REQUIRED TASK
Rewrite the stretch of the records below, from the line containing "Find the green" through the end of the records, keeping every request as it is. Scale each x and y coordinate in the answers by 0.4 and round to whole numbers, with halves rounded up.

EXERCISE INPUTS
________________________
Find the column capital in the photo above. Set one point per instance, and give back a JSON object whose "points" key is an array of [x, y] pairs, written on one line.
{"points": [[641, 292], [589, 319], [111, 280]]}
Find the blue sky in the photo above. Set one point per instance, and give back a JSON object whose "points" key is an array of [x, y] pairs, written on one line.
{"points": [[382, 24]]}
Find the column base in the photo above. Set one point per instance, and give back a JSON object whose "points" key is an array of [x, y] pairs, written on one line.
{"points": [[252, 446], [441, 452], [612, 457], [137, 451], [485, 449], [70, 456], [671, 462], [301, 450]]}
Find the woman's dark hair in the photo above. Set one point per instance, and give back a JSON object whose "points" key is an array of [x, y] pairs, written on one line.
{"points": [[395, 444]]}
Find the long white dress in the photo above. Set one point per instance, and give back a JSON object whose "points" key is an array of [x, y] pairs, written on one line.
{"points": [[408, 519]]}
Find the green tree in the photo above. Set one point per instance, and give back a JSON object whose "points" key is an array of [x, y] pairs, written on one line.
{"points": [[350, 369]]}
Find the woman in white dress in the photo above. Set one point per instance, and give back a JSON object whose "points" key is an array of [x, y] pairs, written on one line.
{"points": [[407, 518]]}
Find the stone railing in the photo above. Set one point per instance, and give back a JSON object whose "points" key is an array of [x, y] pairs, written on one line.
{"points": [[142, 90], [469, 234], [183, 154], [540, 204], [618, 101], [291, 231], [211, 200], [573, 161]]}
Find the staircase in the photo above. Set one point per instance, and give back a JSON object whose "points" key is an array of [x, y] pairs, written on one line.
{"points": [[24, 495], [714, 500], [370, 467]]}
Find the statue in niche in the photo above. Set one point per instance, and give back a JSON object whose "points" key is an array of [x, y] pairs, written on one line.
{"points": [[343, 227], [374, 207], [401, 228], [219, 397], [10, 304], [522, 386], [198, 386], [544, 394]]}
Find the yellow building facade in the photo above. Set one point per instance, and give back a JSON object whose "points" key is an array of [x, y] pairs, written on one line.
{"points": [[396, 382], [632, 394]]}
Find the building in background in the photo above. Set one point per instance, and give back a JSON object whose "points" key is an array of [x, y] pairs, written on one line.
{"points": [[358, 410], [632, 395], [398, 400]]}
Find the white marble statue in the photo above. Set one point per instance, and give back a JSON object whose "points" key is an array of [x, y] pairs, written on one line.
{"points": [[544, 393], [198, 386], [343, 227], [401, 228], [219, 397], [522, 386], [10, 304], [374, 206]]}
________________________
WRITTEN REPLY
Find the green tree in the photo above. Set one point per instance, and give back a JSON object whose "points" key is an array of [x, y] pairs, written on one line.
{"points": [[140, 148]]}
Find the woman in white dress in the photo above. Set one point per instance, and give back a JSON object whose "points" key is an array of [x, y] pairs, written on one line.
{"points": [[163, 207]]}
Find the stone railing in the photo above. Set one point per instance, and give back a JSON object whose "points" key is an array of [x, y] pairs, written on one line.
{"points": [[57, 36], [188, 94], [73, 62], [216, 82], [247, 40], [116, 92], [84, 80], [229, 64]]}
Find the staircase in the photo above. Set one point per instance, and give back a JSON object whose "points" key is an array of [x, y] pairs, written on one line.
{"points": [[10, 198], [286, 200], [148, 187]]}
Find the statue in niche in the photo above. Set one point per instance, and give back a JSON object whose "points" key is an array of [x, y] pairs, written on one line.
{"points": [[137, 91], [150, 83], [160, 91], [88, 159], [4, 122], [209, 154], [79, 154], [218, 158]]}
Find the yellow building facade in the photo above. Set one point per instance, and give back a JSON object whose "points" key is an array of [x, y] pairs, written on one line.
{"points": [[158, 153], [253, 158]]}
Find the building in background in the photo above. Set one point per instance, and give back a JSON object whose "points" key is an array of [x, y] pairs, written on one line.
{"points": [[143, 164], [253, 158], [159, 160]]}
Find the white marble statue in the photo above. Set one point per instance, and give back a JSON object whose "points" key is an array of [x, y] pairs, written on one line.
{"points": [[218, 157], [79, 154], [137, 91], [160, 91], [88, 159], [209, 154], [4, 122], [150, 82]]}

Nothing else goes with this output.